Would you copy out only the lines from the one with "Instruction: the image is above. Identify every red warning" to the end of the records, exactly as they stand?

(Excerpted data Opens)

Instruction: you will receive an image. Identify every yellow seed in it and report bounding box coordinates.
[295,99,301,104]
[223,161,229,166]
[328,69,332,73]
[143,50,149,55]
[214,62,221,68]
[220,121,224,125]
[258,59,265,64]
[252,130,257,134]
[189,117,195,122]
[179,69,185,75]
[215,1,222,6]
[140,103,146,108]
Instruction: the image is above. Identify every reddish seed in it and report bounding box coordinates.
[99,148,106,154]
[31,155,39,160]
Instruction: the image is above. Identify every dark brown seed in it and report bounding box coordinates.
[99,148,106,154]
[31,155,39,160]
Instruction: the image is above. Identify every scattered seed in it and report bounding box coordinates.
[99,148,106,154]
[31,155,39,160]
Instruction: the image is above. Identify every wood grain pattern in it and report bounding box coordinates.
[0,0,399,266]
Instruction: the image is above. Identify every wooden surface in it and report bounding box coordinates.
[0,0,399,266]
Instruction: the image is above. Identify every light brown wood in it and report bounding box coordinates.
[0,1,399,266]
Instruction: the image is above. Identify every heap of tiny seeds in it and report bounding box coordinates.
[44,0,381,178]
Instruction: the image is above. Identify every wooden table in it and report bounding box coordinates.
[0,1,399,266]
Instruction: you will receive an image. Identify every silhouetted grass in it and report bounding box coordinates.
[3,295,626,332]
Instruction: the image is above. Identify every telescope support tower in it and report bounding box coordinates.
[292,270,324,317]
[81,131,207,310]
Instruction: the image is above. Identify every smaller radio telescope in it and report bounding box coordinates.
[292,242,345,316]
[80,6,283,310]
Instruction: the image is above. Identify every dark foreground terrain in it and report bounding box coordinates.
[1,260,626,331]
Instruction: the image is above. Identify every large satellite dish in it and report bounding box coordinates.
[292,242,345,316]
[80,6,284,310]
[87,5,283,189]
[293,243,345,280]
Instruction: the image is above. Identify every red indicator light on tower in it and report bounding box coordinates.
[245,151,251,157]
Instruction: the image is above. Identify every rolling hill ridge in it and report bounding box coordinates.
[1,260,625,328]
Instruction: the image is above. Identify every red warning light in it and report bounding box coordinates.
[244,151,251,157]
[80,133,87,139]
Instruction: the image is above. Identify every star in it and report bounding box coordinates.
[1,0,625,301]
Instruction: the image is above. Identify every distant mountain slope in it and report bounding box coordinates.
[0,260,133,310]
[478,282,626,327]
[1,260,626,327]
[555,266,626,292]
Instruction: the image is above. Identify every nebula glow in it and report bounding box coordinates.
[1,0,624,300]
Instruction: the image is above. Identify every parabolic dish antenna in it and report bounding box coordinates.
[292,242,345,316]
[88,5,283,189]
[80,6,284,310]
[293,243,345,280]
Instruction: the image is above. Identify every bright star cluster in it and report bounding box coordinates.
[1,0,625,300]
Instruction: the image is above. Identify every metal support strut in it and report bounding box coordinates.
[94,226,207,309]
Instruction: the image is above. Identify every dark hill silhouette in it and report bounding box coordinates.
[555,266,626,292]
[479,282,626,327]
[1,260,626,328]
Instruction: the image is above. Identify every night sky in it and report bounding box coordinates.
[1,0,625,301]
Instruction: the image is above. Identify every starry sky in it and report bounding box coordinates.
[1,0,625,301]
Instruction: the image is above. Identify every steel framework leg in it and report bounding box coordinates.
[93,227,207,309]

(Excerpted data Closes)

> **Problem solution**:
Instruction: the image is above. Identify every red warning light in it and report bounding box coordinates.
[244,151,251,157]
[80,133,87,139]
Instruction: the image is above. Identify every star in it and report bounding box coordinates.
[1,0,625,301]
Instruction: the image is above. Identify every distant mountain slope in it and report bounding box coordinates.
[0,260,133,310]
[478,282,626,327]
[1,260,626,327]
[555,266,626,292]
Instruction: the image is above. Identify every nebula glow in it and report bounding box coordinates.
[1,0,624,300]
Instruction: the image is above. Identify every parabolic dish antenna in it and report bounding box coordinates.
[292,242,345,316]
[88,5,283,189]
[80,6,284,310]
[293,243,345,280]
Instruction: the image is above. Identify every bright star cluster in it and report bounding box coordinates.
[1,0,625,300]
Instruction: the image is above. Identify every metal support strut in it and report bounding box coordinates.
[94,226,207,309]
Instruction: the image is above. Identify every dark hill silhouette in it and report bounding box coordinates.
[555,266,626,292]
[479,282,626,327]
[1,260,626,328]
Instruction: the image is above. Identify every night sky in it and report bounding box coordinates.
[1,0,625,301]
Instruction: the image is above. Identify every starry sky in it and report bounding box coordinates.
[1,0,625,301]
Instruction: the image is above. Identify every steel framework leg in it and report bounding box coordinates.
[93,227,207,309]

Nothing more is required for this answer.